Exercise objective: With the records below as your source, retype each line exactly from the top down to the line that contains "Where can the teak", and include that line.

****************************************

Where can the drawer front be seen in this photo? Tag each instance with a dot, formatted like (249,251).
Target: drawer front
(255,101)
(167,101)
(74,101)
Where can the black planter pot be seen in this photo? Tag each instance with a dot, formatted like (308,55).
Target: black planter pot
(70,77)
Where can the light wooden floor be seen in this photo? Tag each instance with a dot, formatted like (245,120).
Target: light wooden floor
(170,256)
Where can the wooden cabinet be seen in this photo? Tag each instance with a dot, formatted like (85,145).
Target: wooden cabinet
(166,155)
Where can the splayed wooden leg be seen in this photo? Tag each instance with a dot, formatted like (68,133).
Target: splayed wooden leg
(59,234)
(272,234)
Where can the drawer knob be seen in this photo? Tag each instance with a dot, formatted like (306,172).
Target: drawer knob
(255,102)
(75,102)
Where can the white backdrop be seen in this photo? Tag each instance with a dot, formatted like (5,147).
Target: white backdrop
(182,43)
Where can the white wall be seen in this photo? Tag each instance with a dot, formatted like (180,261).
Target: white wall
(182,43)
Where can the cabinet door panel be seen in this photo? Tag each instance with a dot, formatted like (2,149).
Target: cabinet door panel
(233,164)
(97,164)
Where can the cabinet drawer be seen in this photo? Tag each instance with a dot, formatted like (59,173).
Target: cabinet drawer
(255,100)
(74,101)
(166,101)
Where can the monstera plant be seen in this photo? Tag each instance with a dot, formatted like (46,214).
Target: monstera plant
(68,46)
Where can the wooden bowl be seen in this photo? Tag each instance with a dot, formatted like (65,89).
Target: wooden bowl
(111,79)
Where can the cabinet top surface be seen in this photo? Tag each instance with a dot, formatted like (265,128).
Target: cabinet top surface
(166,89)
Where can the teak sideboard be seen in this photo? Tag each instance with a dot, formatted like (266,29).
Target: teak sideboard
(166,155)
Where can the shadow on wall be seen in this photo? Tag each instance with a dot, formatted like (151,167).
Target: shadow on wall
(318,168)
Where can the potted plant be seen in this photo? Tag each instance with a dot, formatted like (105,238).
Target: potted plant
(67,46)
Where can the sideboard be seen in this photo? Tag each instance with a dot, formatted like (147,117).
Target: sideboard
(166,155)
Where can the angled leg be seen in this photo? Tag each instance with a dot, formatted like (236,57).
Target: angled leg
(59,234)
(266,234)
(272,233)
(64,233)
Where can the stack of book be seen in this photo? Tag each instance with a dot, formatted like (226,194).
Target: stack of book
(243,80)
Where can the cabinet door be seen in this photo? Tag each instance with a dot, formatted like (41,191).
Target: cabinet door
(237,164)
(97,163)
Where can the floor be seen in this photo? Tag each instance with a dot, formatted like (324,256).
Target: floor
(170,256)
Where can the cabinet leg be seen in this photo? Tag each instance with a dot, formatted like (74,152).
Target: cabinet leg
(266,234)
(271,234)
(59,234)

****************************************

Response box:
Where can the drawer front be seen in this photo? Tag each instance with a dot, formatted like (249,251).
Target: drawer front
(255,101)
(167,101)
(74,101)
Where can the black planter pot be seen in this photo? Tag each instance with a dot, formatted like (308,55).
Target: black planter pot
(70,77)
Where can the light wooden floor be seen in this photo? Tag each instance with a dot, formatted like (245,120).
Target: light wooden floor
(170,256)
Where can the wooden cabinet be seen in this photo? Tag each instance with a dot, formatted like (85,145).
Target: wooden cabinet
(166,155)
Where can the splayed wooden leg be seen in this photo? Tag each instance with a dot, formatted like (68,133).
Target: splayed wooden leg
(59,234)
(272,234)
Where can the drawer knob be seen in this photo? Tag each instance with a dot, formatted like (306,172).
Target: drawer knob
(255,102)
(75,102)
Where can the white backdrop be seen in this photo? Tag each instance with a dot, formatted like (5,147).
Target: white backdrop
(182,43)
Where can the white wall be seen in this photo? Tag each instance with a dot, formatted like (180,261).
Target: white wall
(182,43)
Where can the cabinet door panel be seen in this photo? Tag each instance with a dot, formatted like (2,149).
Target: cabinet door panel
(233,164)
(97,164)
Where can the cabinet drawer be seen in this photo? Tag each instance with a dot, formatted like (59,173).
Target: cabinet drawer
(255,100)
(74,101)
(166,101)
Where can the monstera plant be seen in this photo? Tag each instance with a dot, formatted like (46,214).
Target: monstera plant
(68,46)
Where can the wooden bowl be seen in this photo? Tag each instance with a dot, formatted like (65,89).
Target: wooden bowl
(111,79)
Where can the cabinet top surface be seen in this photo? Tag each instance with a dot, formatted like (265,128).
Target: cabinet top surface
(166,89)
Where can the teak sideboard be seen in this photo? Tag each instance with a dot, formatted like (266,29).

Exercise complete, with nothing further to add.